**Seçilmiş bölüm:**
↓
Geleceğimizin köprüsü tarihimiz

1 Ocak 1906- Moskova ayaklanması başladı

1905 Aralık ayında Rusya’da işçilerin Çarlık tarafından uygulanan baskılara karşı tepkileri büyümekteydi. 8 Aralık’ta 100 bin işçiyi temsilen işçi sovyetleri, grev kararı aldı ve uyguladılar. Ardından gerçekleşen ayaklanma, menşevik önderlerin pasifist tutumlarından dolayı yenildi. Lenin, ayaklanmadan çıkarılması gereken birinci dersin, “daha fazla silaha sarılmak” olduğunu tespit etti. Menşevik önderler ise silahlanmayı bir hata olarak gördüler. Bu ayaklanmanın deneyimini kuşanan Bolşevikler, 1917 Ekim devrimine giden süreci örmeye başladılar.

 

1 Ocak 1959- Küba devrimi

Fidel Castro önderliğindeki Kübalılar, ABD işbirlikçisi Batista diktatörlüğünü devirerek iktidarı ele geçirdi. Küba devrimi, dünya halkları tarafından coşkuyla karşılanırken, Latin Amerika’yı “arka bahçesi” olarak gören ABD’nin paniğe kapılmasına yol açtı. Devrimden sonra ABD, Küba’ya karşı sayısız provokasyonlar, sabotaj ve operasyonlar yaptı ama her defasında başarısızlığa uğradı.
↑
**Veri içeriği:**
↓
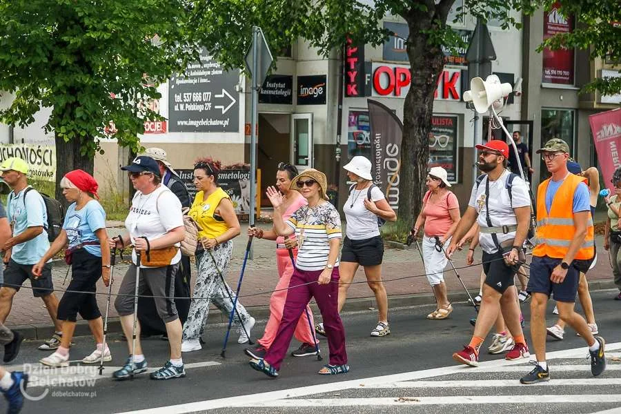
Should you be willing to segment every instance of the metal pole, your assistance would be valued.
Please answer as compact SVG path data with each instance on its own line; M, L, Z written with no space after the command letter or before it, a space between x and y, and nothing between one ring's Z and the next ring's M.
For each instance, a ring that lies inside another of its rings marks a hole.
M248 212L248 220L250 227L255 226L255 199L257 197L257 188L255 186L256 172L257 172L257 106L259 105L259 28L253 26L253 79L251 89L251 100L250 106L251 121L250 121L250 211ZM250 251L250 260L254 259L252 246Z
↑
**Alıştırmalar:**
A - Tarih yazısına göre 8 Aralık'ta grev kararı alan işçi sovyetleri kaç işçiyi temsil ediyordu?
B - Tarih yazısını son cümlesinden itibaren devam ettirin.

**Görev yanıtları:**
A - 100 bin işçiyi.

B -
 

1 Ocak 1949- Çin Halk Cumhuriyeti kuruldu

1921 yılında Komüntern’in yardımıyla Çin Komünist Partisi, Şanghay’da kuruldu. ÇKP, “komünist” adını taşımakla birlikte, gerçekte “köylü devrimcisi” bir çizgiye sahipti ve milli burjuvazinin temsilcisi Çan Kay Şek’in başında bulunduğu hükümete destek verdi. 1931’de Japonya Mançurya’yı işgal edince, ÇKP işgale karşı köylü direnişini örgütlemeye başladı. Bu direniş, ÇKP’yi büyüttü ve kısa zamanda “kurtarılmış bölge”ler ilan edildi. 1949 yılında Mao önderliğindeki ÇKP, Çin devrimini gerçekleştirdi.

 

1 Ocak 1965- Filistin’de silahlı ayaklanma başladı

1948 yılında İsrail tarafından işgal edilen Filistinliler, kendilerini pazarlık konusu yapan Arap işbirlikçilerinin pasif çizgisine karşı, örgütlenmeye başladılar. 1964’te El Fetih, silahlı eylemlere başlama kararı aldı. 1 Ocak 1965’te ise Ürdün nehrinin yatağını değiştirmek için İsraillilerin yaptığı tesislere saldırarak ilk ateşi yakmış oldular.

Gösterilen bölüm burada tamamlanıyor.